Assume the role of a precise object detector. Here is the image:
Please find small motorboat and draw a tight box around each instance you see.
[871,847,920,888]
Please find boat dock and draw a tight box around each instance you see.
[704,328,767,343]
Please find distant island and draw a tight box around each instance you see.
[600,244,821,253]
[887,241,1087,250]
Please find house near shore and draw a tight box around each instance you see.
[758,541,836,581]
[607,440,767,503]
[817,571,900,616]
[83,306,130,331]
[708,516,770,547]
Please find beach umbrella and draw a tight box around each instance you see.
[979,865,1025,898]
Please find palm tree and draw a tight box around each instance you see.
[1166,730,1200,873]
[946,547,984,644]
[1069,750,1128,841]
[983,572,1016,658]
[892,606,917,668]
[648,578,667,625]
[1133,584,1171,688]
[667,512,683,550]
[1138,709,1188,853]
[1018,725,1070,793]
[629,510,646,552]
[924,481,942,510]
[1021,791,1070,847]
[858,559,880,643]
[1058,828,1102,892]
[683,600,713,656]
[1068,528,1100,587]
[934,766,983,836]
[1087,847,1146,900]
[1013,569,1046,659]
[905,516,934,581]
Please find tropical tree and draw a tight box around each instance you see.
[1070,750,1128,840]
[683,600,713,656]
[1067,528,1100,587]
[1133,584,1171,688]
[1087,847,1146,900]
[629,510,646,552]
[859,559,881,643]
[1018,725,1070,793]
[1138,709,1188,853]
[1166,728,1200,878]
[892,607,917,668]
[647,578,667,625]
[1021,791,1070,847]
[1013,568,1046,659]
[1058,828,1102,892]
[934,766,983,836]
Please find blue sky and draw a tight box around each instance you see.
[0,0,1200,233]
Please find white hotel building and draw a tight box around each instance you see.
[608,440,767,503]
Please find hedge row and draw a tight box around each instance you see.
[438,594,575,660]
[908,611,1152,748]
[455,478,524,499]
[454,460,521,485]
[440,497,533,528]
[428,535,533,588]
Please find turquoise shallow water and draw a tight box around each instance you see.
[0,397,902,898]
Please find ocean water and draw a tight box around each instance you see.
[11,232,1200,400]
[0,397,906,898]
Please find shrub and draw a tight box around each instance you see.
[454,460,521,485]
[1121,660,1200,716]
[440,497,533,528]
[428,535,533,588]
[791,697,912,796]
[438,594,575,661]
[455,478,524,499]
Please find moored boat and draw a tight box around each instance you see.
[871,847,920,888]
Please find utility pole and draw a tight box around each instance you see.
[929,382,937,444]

* * * *

• [WORK TO DO]: Copy out every one of the records above line for line, with no change to any character.

• [RESPONSE FOR THIS EXERCISE]:
Assume the role of a precise object detector. Here is the image:
Please find small motorboat and draw a tight box around each instance you see.
[871,847,920,888]
Please find boat dock and draw a tight box around each instance you see.
[704,328,767,343]
Please find distant island and draw a tight box around each instance you see.
[600,244,821,253]
[887,241,1087,250]
Please find house near shore and draw a tight box around each instance you see.
[758,541,836,581]
[607,440,767,503]
[817,571,900,616]
[83,306,130,331]
[708,516,770,547]
Please find beach umbrella and draw a tight box around each instance you see.
[979,865,1025,898]
Please find palm tree and draw a tight box around each instance you see.
[1166,730,1200,873]
[946,547,984,644]
[1069,750,1128,841]
[983,572,1016,658]
[892,606,917,668]
[648,578,667,625]
[1133,584,1171,688]
[667,512,683,550]
[1138,709,1188,853]
[1018,725,1070,793]
[629,510,646,552]
[924,481,942,510]
[1021,791,1070,847]
[858,559,880,643]
[1058,828,1102,892]
[683,600,713,656]
[1068,528,1100,587]
[934,766,983,836]
[1087,847,1146,900]
[1013,569,1046,659]
[905,516,934,581]
Please find tropical tree and draw a tight box around each instance you see.
[1070,750,1128,840]
[683,600,713,656]
[1067,528,1100,587]
[1133,584,1171,688]
[1087,847,1146,900]
[629,510,646,552]
[859,559,881,643]
[1018,725,1070,793]
[1138,709,1188,853]
[1166,728,1200,878]
[892,607,917,668]
[647,578,667,625]
[1021,791,1070,847]
[1013,568,1046,659]
[1058,828,1102,892]
[934,766,983,836]
Please find blue sky and draw a tight box around each instance you see.
[0,0,1200,233]
Please find white hotel building and draw a tight box around each instance you see.
[608,440,767,503]
Please find hedge row and draw a tight box around each instance you see.
[438,594,575,660]
[908,611,1152,748]
[455,478,524,499]
[454,460,521,485]
[440,497,533,528]
[428,535,533,588]
Please find turquoise shallow water and draw a tight box around each instance you see.
[0,397,902,898]
Please find ocean water and draw a tight box around each instance you see.
[11,232,1200,400]
[0,397,906,898]
Please find shrub and draw a tight box around each instance you see.
[454,460,521,485]
[1121,660,1200,716]
[440,497,533,528]
[428,535,533,588]
[791,697,912,796]
[438,594,575,661]
[455,478,524,499]
Please find moored boat and draw a tight box around each instance you see.
[871,847,920,888]
Please find utility pole and draw a tight box around each instance you see.
[929,382,937,444]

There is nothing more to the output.